*** Data records ***
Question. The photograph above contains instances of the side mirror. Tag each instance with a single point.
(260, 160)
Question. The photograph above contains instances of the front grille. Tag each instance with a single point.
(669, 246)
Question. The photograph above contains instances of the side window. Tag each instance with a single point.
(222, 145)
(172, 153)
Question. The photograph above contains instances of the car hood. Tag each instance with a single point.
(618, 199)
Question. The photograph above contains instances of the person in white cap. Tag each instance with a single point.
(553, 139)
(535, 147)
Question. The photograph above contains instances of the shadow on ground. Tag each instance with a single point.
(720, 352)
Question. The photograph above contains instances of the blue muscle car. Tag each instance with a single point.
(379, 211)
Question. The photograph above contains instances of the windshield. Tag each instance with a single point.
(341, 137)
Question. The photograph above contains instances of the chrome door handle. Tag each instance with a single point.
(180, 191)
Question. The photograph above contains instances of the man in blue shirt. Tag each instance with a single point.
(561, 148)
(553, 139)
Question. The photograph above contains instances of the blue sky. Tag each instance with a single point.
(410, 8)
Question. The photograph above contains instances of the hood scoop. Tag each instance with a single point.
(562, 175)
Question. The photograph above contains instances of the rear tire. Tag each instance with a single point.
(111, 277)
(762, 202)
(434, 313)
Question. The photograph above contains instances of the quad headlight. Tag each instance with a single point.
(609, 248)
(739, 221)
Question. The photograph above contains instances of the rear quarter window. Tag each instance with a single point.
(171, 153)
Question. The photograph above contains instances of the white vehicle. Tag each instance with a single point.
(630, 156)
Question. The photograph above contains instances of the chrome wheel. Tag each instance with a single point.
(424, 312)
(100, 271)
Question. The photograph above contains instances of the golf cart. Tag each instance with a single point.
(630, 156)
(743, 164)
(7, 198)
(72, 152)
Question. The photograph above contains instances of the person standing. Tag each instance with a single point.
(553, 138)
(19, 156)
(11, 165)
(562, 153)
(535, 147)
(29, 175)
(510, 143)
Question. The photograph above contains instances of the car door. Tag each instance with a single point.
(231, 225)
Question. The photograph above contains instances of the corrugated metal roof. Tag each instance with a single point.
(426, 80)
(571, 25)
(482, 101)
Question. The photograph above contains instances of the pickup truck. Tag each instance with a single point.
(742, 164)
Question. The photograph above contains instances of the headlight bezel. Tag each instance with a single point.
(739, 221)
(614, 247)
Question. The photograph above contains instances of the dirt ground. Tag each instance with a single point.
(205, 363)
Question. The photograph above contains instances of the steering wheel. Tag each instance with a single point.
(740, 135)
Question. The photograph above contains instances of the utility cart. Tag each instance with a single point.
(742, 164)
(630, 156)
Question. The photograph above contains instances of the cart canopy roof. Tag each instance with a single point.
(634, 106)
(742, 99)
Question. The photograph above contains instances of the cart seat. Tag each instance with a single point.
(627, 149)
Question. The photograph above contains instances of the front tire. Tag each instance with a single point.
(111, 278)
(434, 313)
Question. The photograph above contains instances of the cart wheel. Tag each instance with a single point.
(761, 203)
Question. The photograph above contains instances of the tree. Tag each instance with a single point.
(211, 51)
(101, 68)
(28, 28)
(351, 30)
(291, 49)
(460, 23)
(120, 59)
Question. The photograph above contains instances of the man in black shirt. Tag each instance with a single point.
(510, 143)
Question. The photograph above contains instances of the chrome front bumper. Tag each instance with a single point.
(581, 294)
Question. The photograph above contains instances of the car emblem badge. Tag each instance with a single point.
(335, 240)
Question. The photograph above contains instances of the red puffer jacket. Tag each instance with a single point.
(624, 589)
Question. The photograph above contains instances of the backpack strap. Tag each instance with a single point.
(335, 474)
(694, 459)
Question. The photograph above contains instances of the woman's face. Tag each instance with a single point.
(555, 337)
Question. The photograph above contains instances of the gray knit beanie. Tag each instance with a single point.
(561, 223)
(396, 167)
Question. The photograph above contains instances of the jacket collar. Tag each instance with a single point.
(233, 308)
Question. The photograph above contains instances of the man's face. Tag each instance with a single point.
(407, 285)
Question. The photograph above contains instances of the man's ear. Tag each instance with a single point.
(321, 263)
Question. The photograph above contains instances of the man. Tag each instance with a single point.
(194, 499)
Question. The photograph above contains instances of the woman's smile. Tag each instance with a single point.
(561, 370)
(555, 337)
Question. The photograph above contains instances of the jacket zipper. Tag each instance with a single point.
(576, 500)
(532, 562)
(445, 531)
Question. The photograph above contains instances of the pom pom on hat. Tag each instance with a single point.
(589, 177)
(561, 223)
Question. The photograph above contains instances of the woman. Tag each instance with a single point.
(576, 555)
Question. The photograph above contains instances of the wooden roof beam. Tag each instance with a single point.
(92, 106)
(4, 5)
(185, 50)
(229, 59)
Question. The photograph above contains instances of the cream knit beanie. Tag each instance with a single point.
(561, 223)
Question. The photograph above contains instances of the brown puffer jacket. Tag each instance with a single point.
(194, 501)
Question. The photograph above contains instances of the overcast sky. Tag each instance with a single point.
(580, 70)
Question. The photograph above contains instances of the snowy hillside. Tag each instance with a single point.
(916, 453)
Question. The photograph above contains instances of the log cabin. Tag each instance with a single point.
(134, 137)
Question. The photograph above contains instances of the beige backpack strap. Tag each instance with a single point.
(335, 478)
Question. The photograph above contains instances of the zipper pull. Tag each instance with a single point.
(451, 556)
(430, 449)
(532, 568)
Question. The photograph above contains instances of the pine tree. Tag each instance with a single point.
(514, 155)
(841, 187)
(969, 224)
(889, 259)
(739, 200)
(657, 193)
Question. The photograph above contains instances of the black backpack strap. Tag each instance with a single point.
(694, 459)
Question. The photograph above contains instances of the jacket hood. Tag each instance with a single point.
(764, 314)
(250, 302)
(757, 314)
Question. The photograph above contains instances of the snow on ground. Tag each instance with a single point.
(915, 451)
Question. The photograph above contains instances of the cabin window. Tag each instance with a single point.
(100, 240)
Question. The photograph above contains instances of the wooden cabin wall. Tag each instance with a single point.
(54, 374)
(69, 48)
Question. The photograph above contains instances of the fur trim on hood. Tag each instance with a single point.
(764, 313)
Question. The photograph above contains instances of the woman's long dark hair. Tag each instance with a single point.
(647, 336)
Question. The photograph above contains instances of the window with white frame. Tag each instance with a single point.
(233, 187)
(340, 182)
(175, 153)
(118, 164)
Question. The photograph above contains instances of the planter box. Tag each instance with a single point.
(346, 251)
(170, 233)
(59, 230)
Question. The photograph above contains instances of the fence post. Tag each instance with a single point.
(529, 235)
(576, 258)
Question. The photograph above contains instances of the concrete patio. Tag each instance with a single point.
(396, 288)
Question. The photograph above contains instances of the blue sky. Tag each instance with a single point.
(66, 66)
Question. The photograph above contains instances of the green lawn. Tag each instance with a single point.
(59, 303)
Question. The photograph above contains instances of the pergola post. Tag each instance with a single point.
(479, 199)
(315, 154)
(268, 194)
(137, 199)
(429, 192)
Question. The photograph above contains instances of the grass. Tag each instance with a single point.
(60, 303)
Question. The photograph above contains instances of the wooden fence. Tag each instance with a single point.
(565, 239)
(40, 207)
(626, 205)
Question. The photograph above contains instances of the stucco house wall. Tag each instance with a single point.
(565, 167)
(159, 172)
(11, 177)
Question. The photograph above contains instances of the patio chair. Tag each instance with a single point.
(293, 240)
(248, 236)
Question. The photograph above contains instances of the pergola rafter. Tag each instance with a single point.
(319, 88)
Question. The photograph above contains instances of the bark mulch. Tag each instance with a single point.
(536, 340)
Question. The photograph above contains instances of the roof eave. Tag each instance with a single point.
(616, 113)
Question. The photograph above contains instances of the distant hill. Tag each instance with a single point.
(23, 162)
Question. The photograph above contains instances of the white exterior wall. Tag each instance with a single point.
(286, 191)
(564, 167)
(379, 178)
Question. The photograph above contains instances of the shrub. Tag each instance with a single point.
*** End of Data records ***
### Try it
The answer must be exactly the lines from the one containing "Question. The photograph above contains instances of the bark" through the final line of the data, both ends included, and nothing else.

### Reply to the exercise
Question. The photograph above contains instances of the bark mulch. Tag each instance with a single point.
(536, 340)
Question. The photograph above contains instances of the roof eave. Tag each instance with a single point.
(616, 113)
Question. The photograph above contains instances of the distant hill. Tag each instance with a single point.
(23, 162)
Question. The photograph above contains instances of the white exterior wall. Tag each instance with a single point.
(286, 191)
(564, 167)
(379, 178)
Question. The photograph above contains instances of the shrub. Tag each instance with a single point.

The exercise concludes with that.